*** Begin section ***

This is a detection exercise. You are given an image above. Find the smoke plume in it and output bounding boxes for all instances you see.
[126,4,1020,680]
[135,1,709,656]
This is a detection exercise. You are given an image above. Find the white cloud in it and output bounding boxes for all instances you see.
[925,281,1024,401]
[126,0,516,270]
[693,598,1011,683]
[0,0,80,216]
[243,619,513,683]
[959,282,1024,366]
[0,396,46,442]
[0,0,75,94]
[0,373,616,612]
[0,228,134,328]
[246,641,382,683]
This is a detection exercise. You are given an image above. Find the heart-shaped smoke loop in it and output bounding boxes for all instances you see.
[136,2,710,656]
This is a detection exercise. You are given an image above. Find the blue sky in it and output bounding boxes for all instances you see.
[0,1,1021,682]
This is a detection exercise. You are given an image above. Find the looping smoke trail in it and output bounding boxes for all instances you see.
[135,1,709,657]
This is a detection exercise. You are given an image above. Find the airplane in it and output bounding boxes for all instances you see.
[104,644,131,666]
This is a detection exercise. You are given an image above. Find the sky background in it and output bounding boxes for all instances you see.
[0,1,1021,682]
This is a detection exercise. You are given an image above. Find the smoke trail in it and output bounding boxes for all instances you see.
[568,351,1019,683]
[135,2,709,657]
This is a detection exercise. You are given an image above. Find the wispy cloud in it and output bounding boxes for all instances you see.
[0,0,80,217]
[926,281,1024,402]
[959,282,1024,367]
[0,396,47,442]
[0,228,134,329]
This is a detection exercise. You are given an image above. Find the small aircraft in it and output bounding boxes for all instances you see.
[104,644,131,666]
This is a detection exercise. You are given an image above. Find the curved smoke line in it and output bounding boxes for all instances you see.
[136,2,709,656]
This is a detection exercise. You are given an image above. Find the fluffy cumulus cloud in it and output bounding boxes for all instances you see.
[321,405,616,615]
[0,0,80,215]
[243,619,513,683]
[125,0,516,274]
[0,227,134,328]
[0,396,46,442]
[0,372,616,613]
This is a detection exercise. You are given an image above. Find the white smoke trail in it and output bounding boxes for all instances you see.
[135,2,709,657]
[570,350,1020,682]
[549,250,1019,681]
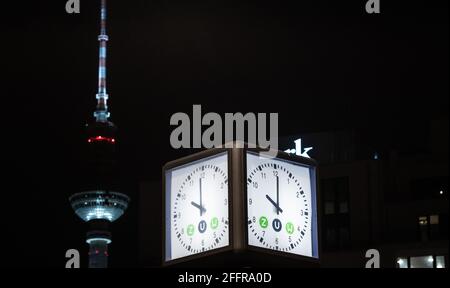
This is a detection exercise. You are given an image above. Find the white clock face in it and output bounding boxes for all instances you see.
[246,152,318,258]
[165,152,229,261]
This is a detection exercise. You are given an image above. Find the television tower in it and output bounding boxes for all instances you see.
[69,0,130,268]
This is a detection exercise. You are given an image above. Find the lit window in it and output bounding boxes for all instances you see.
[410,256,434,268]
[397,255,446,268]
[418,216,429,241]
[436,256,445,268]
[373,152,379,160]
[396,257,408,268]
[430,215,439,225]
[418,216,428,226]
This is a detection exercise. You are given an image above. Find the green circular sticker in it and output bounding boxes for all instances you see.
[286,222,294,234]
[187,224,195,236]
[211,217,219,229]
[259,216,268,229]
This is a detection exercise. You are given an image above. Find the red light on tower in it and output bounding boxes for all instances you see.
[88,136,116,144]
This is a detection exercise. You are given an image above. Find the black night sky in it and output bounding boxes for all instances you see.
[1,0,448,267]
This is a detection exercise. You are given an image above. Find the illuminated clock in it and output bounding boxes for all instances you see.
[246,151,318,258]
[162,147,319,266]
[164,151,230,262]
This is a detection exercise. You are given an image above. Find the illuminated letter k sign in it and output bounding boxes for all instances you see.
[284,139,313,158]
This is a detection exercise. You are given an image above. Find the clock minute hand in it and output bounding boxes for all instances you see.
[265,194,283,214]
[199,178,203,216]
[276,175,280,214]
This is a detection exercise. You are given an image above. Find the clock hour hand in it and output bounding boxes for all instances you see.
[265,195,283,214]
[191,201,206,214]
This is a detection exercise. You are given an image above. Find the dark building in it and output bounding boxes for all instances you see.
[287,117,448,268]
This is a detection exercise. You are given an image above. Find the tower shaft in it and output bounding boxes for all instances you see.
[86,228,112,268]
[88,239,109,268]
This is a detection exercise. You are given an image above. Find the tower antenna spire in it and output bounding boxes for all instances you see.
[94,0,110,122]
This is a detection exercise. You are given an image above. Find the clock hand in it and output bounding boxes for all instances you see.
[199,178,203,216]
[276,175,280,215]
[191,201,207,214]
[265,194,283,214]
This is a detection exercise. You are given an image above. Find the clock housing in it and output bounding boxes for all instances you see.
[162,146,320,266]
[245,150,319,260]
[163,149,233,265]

*** End section ***
*** Begin section ***

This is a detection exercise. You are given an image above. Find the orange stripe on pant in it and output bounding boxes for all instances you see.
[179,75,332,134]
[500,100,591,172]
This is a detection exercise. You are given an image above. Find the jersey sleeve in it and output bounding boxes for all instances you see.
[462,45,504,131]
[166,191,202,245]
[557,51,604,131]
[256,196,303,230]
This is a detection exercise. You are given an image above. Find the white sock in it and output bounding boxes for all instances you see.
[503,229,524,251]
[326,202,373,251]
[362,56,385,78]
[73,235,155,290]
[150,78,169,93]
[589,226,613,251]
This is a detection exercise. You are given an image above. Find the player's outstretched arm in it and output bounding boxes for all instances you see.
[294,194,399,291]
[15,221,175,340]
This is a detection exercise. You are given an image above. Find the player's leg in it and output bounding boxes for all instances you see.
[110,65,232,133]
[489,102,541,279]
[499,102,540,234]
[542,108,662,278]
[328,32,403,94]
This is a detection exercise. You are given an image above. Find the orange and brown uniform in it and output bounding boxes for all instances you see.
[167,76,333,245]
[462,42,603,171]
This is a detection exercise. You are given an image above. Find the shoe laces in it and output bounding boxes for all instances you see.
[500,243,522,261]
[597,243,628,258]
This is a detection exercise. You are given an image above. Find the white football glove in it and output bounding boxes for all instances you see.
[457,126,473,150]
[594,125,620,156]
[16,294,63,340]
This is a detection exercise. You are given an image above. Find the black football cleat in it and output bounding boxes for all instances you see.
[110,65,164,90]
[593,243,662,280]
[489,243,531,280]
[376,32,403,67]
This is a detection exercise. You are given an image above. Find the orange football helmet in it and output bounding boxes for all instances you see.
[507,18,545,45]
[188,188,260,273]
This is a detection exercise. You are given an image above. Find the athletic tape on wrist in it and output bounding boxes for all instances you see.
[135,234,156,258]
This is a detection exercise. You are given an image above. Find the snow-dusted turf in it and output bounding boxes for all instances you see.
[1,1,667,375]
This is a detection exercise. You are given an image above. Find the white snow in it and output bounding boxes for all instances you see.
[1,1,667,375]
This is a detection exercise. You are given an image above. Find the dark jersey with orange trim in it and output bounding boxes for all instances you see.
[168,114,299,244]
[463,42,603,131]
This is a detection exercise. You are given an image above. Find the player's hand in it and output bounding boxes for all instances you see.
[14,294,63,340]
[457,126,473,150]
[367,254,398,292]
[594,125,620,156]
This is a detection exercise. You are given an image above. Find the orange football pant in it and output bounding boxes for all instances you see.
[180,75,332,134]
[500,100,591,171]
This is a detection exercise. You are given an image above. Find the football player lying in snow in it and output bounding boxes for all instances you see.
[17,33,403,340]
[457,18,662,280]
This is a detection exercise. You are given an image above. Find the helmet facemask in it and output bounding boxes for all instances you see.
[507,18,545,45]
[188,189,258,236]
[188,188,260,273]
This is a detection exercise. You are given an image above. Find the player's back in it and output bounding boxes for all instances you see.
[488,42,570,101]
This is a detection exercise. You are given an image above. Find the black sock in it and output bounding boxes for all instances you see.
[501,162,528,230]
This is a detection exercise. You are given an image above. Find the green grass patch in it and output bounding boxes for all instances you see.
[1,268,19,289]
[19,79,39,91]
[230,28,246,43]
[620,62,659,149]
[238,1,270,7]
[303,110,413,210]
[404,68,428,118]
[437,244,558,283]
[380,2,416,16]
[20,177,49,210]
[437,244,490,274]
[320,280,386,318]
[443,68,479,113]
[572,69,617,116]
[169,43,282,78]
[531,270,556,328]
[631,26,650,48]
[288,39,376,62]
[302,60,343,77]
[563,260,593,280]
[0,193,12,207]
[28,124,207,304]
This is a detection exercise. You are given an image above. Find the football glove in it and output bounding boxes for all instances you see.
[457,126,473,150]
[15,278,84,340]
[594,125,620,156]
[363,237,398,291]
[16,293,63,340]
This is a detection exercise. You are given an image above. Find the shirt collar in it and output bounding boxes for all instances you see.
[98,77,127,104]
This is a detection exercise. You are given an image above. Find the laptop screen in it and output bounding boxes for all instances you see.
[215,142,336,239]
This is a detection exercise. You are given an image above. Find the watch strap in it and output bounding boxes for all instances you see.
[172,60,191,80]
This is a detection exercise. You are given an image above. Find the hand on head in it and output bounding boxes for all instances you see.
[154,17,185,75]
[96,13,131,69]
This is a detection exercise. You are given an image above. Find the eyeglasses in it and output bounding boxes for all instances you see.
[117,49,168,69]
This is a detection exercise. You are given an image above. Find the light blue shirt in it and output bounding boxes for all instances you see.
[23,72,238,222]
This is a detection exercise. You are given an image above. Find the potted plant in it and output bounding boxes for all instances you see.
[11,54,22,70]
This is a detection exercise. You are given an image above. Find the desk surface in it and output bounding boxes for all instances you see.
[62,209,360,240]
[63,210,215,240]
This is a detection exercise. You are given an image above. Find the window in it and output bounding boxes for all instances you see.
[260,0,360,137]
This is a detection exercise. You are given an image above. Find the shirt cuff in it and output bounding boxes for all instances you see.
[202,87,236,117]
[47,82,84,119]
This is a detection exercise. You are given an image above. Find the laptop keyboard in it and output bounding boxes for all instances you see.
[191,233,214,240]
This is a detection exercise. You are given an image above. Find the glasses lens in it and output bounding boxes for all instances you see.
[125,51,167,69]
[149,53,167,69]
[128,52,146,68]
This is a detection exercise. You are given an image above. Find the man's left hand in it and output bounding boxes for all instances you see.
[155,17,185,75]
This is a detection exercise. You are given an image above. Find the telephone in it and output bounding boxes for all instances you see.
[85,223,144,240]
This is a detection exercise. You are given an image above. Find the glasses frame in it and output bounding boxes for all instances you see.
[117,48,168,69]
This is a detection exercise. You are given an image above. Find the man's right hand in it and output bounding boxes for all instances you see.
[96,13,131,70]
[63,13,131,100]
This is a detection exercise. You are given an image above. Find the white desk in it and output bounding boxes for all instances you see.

*** End section ***

### WORK TO COMPLETE
Working from the data above, extract solely the lines from the one containing "the man's left" through the one containing "the white desk", exactly as they appear, both included.

### OUTPUT FOR THIS EXERCISE
This is a detection exercise. You are given an image above. Find the man's left hand in it and output bounding boxes for all instances you see.
[155,17,185,75]
This is a detection exercise. You are given an image above. Find the telephone in it and output bounding boxes for all instances you see.
[85,223,144,240]
This is a detection exercise. You are given an image above. Find the glasses frame in it and output bounding boxes for all instances you see.
[117,48,168,69]
This is a detection exercise. You are given an image above. Find the man's right hand in it and output bounding boxes for all instances you see.
[96,13,131,70]
[63,13,131,100]
This is a detection exercise. You are given an image above. Find the white desk in it and output bounding boxes for all instances you see.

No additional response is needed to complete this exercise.